** EXTRACT **
MCC Advisors and its affiliates may in the future manage other accounts that have investment mandates that are similar, in whole and in part, with ours. MCC Advisors and its affiliates may determine that an investment is appropriate for us and for one or more of those other accounts. In such event, depending on the availability of such investment and other appropriate factors, and pursuant to MCC Advisors’ allocation policy, MCC Advisors or its affiliates may determine that we should invest side-by-side with one or more other accounts. We will not make any investments if they are not permitted by applicable law and interpretive positions of the SEC and its staff, or if they are inconsistent with MCC Advisors’ allocation procedures.

In addition, we have adopted a formal code of ethics that governs the conduct of our and MCC Advisors’ officers, directors and employees. Our officers and directors also remain subject to the duties imposed by both the 1940 Act and the Delaware General Corporation Law.

Management Fee

Pursuant to the investment management agreement, we pay our investment adviser a fee for investment management services consisting of two components - a base management fee and an incentive fee.

The base management fee will be calculated at an annual rate of 1.75% of our gross assets payable quarterly in arrears. For purposes of calculating the base management fee, the term “gross assets” includes any assets acquired with the proceeds of leverage. For the first quarter of our operations, the base management fee was calculated based on the initial value of our gross assets. Subsequently, the base management fee is calculated based on the average value of our gross assets at the end of the two most recently completed calendar quarters. MCC Advisors agreed to waive the base management fee payable with respect to cash and cash equivalents held by the Company through December 31, 2011. This waiver does not extend to periods subsequent to December 31, 2011.

** Entries from a pointing dataset **
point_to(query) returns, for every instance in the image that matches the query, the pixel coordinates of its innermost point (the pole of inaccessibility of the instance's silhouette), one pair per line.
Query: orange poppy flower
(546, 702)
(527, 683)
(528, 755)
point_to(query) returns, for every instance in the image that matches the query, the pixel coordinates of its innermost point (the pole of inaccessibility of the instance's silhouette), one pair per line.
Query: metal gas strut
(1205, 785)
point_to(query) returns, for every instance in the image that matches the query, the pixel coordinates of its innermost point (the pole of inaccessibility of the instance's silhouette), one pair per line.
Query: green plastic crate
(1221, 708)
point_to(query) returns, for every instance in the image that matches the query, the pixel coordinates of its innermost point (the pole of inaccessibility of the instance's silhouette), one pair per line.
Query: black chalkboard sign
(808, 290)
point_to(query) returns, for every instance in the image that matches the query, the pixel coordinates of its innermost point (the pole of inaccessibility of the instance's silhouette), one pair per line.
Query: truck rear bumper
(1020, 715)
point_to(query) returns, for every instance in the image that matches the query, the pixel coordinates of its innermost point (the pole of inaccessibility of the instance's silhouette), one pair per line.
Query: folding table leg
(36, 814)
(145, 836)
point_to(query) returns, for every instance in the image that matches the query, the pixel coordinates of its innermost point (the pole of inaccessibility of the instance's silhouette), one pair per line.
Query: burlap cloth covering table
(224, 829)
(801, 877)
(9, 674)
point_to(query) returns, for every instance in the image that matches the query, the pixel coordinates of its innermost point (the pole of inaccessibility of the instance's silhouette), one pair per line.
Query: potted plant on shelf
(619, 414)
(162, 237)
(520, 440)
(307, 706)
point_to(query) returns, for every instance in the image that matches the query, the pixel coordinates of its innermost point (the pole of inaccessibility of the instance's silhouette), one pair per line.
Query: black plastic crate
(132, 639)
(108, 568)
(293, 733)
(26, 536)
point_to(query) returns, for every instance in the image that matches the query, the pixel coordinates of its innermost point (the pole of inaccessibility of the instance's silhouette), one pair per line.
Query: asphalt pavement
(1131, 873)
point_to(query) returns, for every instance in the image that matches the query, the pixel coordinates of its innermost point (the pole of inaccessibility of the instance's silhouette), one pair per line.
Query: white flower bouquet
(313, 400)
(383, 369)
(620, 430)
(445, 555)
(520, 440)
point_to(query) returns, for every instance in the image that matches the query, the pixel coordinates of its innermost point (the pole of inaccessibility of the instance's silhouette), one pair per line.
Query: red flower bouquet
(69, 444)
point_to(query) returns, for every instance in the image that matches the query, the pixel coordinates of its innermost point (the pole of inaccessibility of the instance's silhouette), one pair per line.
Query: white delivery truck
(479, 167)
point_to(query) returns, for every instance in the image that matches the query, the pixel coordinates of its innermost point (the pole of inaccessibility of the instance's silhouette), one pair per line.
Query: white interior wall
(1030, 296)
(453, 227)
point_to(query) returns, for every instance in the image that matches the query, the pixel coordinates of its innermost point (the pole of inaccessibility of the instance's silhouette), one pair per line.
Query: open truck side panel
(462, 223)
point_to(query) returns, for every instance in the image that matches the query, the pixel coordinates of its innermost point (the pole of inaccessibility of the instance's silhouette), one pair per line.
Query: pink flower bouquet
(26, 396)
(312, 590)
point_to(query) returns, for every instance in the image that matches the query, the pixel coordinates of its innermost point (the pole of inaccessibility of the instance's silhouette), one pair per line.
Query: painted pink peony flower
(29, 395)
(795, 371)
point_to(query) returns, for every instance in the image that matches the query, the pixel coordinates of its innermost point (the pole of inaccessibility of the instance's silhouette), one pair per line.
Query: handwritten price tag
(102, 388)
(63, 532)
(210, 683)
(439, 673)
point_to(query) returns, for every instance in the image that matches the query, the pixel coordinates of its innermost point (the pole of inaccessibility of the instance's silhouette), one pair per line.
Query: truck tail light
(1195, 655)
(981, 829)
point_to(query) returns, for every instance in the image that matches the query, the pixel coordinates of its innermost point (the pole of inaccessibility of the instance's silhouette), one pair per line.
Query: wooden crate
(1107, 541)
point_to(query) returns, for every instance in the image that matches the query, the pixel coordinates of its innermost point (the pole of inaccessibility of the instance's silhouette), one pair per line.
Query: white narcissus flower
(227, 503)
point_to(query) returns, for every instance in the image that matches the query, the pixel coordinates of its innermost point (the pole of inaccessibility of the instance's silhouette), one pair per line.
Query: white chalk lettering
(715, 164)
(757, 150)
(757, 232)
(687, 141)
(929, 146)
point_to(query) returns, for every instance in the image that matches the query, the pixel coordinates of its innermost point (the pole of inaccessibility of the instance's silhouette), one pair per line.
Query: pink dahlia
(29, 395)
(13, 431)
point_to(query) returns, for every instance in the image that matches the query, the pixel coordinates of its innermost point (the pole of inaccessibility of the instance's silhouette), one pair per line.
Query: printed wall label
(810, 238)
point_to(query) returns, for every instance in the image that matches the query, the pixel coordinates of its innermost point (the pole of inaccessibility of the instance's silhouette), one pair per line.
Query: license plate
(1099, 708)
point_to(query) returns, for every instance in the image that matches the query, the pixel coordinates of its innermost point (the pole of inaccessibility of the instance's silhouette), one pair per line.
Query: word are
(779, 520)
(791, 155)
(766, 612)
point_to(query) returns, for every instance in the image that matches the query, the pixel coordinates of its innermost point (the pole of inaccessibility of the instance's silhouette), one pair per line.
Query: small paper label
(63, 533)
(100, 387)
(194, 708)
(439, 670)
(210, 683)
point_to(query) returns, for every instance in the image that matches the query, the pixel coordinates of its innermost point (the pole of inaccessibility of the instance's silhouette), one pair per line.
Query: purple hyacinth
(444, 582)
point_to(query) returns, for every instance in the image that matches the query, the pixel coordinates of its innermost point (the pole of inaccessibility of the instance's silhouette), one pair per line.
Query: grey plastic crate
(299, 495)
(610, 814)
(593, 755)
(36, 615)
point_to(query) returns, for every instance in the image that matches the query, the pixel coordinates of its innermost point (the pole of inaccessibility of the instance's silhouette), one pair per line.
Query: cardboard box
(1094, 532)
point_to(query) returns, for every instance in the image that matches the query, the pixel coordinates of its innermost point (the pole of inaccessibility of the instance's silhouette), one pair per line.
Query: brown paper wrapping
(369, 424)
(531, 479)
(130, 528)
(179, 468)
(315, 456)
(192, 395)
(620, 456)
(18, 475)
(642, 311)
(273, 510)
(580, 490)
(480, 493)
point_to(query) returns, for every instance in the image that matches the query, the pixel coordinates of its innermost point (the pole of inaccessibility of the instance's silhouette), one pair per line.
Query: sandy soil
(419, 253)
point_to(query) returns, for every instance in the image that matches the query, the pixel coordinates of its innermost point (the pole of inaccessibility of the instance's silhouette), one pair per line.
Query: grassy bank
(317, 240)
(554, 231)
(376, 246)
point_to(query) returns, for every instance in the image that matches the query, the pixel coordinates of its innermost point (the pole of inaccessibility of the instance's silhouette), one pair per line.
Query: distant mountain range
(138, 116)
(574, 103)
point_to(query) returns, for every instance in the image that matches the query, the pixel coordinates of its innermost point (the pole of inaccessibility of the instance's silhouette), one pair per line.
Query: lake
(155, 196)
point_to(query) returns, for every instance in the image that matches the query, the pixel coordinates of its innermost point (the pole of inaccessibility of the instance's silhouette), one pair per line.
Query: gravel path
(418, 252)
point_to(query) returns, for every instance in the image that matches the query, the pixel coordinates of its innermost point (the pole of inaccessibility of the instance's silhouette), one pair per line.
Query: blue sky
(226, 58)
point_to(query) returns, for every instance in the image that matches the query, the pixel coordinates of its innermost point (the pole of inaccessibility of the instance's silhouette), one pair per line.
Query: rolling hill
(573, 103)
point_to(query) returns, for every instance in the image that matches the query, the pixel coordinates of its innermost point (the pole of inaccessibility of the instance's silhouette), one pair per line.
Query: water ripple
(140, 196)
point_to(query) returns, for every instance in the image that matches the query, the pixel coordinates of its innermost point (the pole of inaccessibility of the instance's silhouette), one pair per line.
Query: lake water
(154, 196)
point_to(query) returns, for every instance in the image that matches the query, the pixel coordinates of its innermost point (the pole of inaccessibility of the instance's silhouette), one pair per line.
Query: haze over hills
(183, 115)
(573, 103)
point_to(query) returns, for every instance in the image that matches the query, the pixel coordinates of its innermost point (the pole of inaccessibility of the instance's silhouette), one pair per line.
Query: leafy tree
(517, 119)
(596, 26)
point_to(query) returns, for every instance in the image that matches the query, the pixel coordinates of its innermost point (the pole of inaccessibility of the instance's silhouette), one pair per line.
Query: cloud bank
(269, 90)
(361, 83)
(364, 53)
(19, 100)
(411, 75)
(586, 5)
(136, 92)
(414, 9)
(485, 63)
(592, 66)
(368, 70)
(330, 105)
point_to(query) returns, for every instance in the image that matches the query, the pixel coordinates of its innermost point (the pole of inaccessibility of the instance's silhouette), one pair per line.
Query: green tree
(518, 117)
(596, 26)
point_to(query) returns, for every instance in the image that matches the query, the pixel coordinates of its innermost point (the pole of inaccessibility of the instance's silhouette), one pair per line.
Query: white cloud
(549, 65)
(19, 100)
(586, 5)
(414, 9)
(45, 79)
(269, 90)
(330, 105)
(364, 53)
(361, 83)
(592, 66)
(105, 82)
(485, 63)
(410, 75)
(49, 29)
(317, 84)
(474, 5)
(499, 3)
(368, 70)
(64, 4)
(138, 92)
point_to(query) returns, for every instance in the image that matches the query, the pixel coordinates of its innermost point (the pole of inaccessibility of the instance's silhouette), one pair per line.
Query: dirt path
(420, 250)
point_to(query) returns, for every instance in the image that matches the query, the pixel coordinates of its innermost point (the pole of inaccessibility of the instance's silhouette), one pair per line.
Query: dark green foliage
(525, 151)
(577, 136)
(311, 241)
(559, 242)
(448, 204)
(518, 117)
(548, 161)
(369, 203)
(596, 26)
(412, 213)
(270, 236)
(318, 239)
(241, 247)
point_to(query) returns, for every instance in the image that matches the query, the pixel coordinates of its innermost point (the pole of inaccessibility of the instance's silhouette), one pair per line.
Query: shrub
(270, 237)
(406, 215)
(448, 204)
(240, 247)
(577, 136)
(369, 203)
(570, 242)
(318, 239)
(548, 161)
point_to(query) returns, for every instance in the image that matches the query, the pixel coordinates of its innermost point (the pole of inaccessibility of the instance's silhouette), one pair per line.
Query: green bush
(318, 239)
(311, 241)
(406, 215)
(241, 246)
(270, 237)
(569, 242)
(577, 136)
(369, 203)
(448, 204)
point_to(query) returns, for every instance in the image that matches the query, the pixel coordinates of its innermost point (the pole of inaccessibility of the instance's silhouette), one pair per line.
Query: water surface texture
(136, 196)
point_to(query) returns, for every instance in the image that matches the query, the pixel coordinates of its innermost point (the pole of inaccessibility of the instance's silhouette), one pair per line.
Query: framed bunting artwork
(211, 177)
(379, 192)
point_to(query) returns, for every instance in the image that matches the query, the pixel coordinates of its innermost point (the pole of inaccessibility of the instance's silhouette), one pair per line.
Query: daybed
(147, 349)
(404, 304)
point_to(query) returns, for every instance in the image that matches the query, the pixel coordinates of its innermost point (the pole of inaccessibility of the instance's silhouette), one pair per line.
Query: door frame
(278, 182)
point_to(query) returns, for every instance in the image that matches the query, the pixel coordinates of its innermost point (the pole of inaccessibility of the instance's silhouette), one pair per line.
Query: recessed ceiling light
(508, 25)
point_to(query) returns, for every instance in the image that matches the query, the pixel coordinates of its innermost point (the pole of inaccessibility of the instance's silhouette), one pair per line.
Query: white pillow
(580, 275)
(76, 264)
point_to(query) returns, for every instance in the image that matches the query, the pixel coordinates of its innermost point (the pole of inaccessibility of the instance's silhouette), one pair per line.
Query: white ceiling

** WHAT TO WORK ON **
1. In the excerpt on MCC Advisors, at what annual rate is the base management fee calculated?
2. Please summarize the excerpt on MCC Advisors in two sentences.
3. Carry on the excerpt on MCC Advisors from its last sentence.

** RESPONSE LIST **
1. 1.75% of gross assets, payable quarterly in arrears.

2. MCC Advisors and its affiliates may have the company invest side-by-side with other accounts that have similar mandates, as permitted by law, SEC positions and MCC Advisors' allocation procedures, and a code of ethics governs the conduct of officers, directors and employees. Under the investment management agreement, the adviser receives a base management fee and an incentive fee, with the base fee set at an annual rate of 1.75% of gross assets, which include assets acquired with leverage, payable quarterly in arrears.

3.
The investment management agreement also provides that MCC Advisors is entitled to an incentive fee. The incentive fee consists of the following two parts:

The first, calculated and payable quarterly in arrears is based on our pre-incentive fee net investment income earned during the calendar quarter for which the Incentive Fee is being calculated. For this purpose, pre-incentive fee net investment income means interest income, dividend income and any other income including any other fees (other than fees for providing managerial assistance), such as commitment, origination, structuring, diligence and consulting fees or other fees that we receive from portfolio companies accrued during the calendar quarter, minus our operating expenses for the quarter including the base management fee, expenses payable under the administration agreement (as defined below), and any interest expense and any dividends paid on any issued and outstanding preferred stock, but excluding the incentive fee. Pre-incentive fee net investment income includes, in the case of investments with a deferred interest feature (such as original issue discount, debt instruments with payment-in-kind interest and zero coupon securities), accrued income that we have not yet received in cash. Pre-incentive fee net investment income does not include any realized capital gains, realized capital losses or unrealized capital appreciation or depreciation.

Pre-incentive fee net investment income, expressed as a rate of return on the value of our net assets calculated as of the end of the calendar quarter immediately preceding the calendar quarter for which the incentive fee is being calculated, will be compared to a “hurdle rate” of 2.0% per quarter (8.0% annualized). We will pay the Adviser an incentive fee with respect to our pre-incentive fee net investment income in each calendar quarter as follows:

(1) no incentive fee for any calendar quarter in which our pre-incentive fee net investment income does not exceed the hurdle rate;

(2) 100.0% of our pre-incentive fee net investment income with respect to that portion of such pre-incentive fee net investment income, if any, that exceeds the hurdle rate but is less than 2.5% (10.0% annualized) in any calendar quarter; and

(3) 20.0% of the amount of our pre-incentive fee net investment income, if any, that exceeds 2.5% (10.0% annualized) in any calendar quarter.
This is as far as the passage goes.